--- Short problem 1 ---
In the football game report, what was the final score of the season opener between UCLA and Bowling Green?

[start of Text provided]

PASADENA, Calif. (AP) — Some players might get flustered falling behind 10 points early in the second quarter, especially as a 24 1/2 point favorite. Not so much when you’re a fifth-year senior like Dorian Thompson-Robinson.

Thompson-Robinson bounced back from a rollercoaster start and accounted for 385 yards of total offense and four scores as UCLA rallied for a 45-17 victory over Bowling Green Saturday in the season opener for both teams.

“It’s not only me being through this so many times, but a lot of guys on this team,” Thompson-Robinson said. “We have a lot of third, fourth and fifth-year guys that there’s a maturity level out there on the field for sure.”

Zach Charbonnet ran for 111 yards and a touchdown for the Bruins, who trailed 17-7 early in the second quarter before scoring 38 straight points to win their opener for the second straight year.

[end of Text provided]
[start of Data to use]

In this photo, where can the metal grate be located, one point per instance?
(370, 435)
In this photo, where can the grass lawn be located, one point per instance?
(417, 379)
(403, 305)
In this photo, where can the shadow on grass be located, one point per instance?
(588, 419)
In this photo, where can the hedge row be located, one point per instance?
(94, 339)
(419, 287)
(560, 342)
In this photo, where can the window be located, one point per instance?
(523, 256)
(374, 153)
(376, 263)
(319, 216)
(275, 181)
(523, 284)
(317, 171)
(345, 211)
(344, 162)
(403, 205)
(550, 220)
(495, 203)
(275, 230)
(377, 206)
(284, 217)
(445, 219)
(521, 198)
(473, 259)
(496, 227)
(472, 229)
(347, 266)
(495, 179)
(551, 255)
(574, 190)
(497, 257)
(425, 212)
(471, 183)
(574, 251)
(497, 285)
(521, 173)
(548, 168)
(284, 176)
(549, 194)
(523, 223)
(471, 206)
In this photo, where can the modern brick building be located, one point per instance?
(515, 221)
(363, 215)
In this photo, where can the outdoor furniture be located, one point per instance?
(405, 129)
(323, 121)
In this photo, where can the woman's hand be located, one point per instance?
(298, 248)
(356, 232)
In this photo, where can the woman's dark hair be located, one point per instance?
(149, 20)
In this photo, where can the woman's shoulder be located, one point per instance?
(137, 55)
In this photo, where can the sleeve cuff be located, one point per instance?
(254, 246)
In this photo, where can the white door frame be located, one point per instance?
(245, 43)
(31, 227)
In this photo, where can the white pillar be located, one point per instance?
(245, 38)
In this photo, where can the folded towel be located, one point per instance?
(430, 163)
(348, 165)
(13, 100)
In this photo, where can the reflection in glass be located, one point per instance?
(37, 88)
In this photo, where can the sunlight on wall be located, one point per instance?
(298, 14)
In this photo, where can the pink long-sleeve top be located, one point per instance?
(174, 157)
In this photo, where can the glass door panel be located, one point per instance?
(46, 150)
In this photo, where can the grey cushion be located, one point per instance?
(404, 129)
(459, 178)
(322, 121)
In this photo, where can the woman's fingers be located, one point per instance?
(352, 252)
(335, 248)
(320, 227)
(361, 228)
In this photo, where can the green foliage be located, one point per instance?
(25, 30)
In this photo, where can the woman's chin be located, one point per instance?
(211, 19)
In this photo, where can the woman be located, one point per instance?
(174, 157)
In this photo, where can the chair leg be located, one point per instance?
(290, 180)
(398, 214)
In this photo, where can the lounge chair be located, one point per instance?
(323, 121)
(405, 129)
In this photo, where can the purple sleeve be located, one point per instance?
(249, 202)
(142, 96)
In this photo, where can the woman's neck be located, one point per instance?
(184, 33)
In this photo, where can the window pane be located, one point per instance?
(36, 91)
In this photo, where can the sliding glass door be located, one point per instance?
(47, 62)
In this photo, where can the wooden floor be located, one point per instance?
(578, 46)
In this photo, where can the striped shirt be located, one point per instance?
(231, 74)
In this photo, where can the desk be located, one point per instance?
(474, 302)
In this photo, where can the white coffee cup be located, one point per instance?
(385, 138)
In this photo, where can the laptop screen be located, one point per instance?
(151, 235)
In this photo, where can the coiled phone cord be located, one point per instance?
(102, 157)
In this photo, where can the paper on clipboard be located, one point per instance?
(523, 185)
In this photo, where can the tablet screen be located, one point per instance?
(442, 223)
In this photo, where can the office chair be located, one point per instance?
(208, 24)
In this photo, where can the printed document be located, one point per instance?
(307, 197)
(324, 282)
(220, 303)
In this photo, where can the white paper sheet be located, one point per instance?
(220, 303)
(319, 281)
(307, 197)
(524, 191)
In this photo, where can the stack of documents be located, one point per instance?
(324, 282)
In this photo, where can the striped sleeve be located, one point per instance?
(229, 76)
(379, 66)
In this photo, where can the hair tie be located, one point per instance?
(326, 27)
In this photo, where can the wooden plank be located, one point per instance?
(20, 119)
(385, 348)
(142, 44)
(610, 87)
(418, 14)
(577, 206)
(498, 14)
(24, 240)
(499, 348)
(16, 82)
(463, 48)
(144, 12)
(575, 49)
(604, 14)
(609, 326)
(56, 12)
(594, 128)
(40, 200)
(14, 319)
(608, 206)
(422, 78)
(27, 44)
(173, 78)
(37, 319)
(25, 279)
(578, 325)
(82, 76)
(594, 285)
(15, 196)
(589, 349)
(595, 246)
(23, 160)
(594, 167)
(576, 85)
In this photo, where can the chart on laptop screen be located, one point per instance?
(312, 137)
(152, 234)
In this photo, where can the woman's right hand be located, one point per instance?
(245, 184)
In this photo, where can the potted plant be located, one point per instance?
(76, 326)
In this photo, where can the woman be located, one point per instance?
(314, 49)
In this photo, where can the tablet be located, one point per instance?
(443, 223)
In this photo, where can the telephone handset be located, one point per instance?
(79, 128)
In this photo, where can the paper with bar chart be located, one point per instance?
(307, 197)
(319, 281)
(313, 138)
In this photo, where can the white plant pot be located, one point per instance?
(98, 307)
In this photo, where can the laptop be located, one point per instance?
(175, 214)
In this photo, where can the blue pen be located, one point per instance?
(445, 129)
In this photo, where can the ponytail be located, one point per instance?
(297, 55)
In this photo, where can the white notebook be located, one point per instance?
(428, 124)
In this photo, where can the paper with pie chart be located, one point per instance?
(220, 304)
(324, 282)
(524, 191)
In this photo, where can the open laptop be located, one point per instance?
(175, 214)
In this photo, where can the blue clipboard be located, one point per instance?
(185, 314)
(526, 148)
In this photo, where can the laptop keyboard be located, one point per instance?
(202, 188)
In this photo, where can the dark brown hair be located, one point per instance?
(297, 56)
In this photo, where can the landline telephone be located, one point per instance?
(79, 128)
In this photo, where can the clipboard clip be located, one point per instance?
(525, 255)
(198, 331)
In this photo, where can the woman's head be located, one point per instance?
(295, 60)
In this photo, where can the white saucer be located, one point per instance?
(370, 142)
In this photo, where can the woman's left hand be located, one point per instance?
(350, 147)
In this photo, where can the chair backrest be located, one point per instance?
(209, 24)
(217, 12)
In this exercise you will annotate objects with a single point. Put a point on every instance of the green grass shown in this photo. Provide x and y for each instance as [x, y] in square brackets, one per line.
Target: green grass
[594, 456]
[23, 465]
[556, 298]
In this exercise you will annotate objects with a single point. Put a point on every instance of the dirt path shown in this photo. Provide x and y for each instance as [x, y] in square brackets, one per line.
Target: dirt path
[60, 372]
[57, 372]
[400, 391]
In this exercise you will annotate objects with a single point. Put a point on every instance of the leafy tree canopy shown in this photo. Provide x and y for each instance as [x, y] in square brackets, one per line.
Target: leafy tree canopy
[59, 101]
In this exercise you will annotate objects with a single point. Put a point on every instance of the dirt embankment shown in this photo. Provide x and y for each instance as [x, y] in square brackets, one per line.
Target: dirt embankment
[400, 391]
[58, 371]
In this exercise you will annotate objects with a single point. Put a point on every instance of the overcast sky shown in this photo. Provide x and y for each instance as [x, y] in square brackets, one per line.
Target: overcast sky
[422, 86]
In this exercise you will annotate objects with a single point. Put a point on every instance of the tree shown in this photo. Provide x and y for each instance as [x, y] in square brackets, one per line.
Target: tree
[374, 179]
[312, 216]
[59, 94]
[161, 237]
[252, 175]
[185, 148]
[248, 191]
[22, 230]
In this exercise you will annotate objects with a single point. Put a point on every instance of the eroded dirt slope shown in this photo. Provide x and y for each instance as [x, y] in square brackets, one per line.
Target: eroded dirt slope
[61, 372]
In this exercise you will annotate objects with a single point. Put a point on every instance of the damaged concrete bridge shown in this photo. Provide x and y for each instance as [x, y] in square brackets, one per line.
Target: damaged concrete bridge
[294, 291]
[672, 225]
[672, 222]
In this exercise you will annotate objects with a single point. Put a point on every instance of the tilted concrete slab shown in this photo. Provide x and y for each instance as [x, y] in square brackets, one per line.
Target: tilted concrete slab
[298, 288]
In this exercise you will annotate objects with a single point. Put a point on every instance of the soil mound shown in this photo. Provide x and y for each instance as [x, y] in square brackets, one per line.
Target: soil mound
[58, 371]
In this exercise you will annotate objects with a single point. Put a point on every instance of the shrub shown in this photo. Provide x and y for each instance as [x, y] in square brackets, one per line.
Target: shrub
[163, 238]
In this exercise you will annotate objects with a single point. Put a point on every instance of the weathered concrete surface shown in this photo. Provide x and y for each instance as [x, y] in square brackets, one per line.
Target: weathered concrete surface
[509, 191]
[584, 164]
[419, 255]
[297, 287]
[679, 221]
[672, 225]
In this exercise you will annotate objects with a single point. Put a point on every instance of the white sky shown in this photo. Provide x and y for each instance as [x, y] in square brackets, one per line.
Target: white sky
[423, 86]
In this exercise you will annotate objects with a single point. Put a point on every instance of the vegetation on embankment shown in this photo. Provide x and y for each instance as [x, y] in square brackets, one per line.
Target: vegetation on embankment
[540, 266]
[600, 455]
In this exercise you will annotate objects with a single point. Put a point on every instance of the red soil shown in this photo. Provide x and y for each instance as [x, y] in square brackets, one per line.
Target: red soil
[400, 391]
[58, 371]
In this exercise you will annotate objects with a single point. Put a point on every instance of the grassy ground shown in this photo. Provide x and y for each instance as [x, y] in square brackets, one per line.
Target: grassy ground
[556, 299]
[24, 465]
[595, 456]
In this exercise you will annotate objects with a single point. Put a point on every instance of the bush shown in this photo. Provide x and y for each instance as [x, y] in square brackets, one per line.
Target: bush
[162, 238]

[end of Data to use]

--- Short problem 2 ---
Show every line of the rows above that contains the word "tilted".

--- Finished answer 1 ---
UCLA won 45-17.

--- Finished answer 2 ---
In this exercise you will annotate objects with a single point. Put a point on every instance of the tilted concrete slab shown in this photo. Provide x and y for each instance as [x, y] in square brackets, one per line.
Target: tilted concrete slab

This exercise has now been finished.